▶ Data records:
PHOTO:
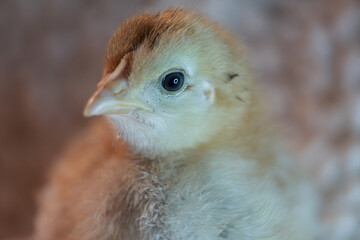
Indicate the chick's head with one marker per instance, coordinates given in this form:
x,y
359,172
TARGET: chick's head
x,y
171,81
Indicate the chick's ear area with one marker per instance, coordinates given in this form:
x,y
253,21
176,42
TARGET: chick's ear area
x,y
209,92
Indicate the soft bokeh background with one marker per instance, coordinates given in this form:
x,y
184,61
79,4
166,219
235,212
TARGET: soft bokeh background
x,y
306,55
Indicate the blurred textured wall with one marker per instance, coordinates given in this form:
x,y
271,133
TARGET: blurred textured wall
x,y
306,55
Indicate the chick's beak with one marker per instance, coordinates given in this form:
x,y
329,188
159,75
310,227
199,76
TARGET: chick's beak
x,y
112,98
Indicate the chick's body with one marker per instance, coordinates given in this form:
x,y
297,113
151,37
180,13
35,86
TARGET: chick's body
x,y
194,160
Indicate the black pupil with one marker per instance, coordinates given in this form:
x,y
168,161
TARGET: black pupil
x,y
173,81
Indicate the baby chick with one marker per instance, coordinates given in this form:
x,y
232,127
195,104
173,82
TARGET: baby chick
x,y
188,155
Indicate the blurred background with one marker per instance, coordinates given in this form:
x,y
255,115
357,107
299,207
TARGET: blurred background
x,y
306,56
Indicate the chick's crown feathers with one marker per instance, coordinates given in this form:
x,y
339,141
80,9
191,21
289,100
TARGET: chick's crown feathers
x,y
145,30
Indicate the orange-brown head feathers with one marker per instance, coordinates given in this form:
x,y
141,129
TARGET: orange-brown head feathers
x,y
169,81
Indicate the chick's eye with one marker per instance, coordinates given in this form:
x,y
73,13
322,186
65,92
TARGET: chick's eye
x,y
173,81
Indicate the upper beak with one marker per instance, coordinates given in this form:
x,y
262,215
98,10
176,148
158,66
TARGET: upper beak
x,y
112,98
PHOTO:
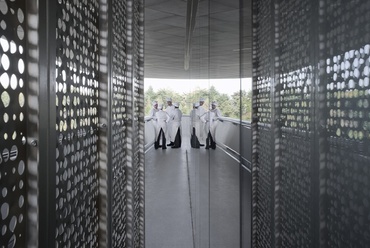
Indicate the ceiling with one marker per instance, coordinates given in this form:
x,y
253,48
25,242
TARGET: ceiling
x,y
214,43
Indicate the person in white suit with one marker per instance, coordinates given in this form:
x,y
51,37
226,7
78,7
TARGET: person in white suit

...

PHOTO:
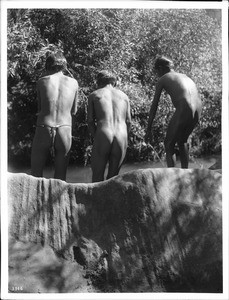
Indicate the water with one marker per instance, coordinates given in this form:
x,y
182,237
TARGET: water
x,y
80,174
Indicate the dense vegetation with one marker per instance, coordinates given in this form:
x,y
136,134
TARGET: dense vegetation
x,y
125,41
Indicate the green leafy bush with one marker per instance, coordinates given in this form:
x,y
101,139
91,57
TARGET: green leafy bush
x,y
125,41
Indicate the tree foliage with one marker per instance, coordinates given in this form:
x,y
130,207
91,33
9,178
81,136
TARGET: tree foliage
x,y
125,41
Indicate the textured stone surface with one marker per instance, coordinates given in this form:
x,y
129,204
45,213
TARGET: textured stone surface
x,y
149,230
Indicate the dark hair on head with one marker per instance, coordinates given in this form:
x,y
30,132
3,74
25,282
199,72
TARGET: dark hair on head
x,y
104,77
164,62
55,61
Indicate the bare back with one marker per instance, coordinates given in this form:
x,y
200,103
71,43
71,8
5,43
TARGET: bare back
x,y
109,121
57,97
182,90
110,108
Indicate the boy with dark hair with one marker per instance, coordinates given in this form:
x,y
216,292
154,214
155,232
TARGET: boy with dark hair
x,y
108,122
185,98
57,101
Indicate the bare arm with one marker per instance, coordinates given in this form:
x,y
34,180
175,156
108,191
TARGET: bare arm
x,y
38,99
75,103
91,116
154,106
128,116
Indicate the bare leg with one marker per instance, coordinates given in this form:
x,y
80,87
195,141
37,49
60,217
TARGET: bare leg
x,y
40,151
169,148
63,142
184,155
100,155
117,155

...

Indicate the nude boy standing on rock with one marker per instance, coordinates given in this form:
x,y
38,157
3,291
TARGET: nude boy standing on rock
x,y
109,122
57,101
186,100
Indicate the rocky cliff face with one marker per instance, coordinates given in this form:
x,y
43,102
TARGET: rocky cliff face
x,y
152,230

▶ YOUR TASK: Report every line of the entries above that contains the string "brown", treating case as significant.

▶ RESPONSE BELOW:
Indicate the orange-brown head feathers with one marker per instance, coordinates given in this form:
TARGET: orange-brown head feathers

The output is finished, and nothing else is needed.